EXERCISE GOAL: Transcribe every line of the material below exactly, keeping each character in place.
--- MATERIAL FOR THE TASK ---
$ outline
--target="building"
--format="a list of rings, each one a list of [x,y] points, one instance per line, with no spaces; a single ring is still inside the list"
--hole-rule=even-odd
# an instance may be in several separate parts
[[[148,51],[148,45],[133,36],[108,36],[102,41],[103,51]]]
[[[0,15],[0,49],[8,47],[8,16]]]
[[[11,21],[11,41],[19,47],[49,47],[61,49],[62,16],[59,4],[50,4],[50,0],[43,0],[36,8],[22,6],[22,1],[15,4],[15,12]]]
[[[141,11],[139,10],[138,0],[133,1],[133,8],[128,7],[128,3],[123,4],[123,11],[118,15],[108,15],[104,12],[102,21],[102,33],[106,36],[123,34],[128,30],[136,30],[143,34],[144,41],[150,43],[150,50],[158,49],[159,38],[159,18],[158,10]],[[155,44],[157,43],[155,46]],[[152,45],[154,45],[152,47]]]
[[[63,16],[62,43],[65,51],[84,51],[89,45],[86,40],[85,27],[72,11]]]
---
FINISHED EXERCISE:
$ outline
--target="building"
--format="a list of rings, each one a list of [x,y] points, one instance per line, with no spaces; a single ring is still inside the list"
--hole-rule=even-odd
# an instance may be in several separate parts
[[[148,51],[148,45],[133,36],[108,36],[102,41],[103,51]]]
[[[0,15],[0,49],[8,47],[8,16]]]
[[[11,21],[11,41],[19,47],[49,47],[61,49],[62,16],[59,4],[50,4],[50,0],[43,0],[36,8],[22,6],[22,1],[15,4],[15,12]]]
[[[141,11],[139,10],[138,0],[133,1],[133,8],[128,7],[128,3],[123,4],[123,11],[118,15],[108,15],[104,12],[102,21],[102,33],[106,36],[123,34],[128,30],[136,30],[143,34],[144,41],[150,43],[150,50],[158,49],[159,38],[159,18],[158,10]],[[155,44],[157,43],[155,46]],[[152,45],[154,45],[152,47]]]
[[[63,16],[62,43],[65,51],[84,51],[89,45],[86,40],[85,27],[72,11]]]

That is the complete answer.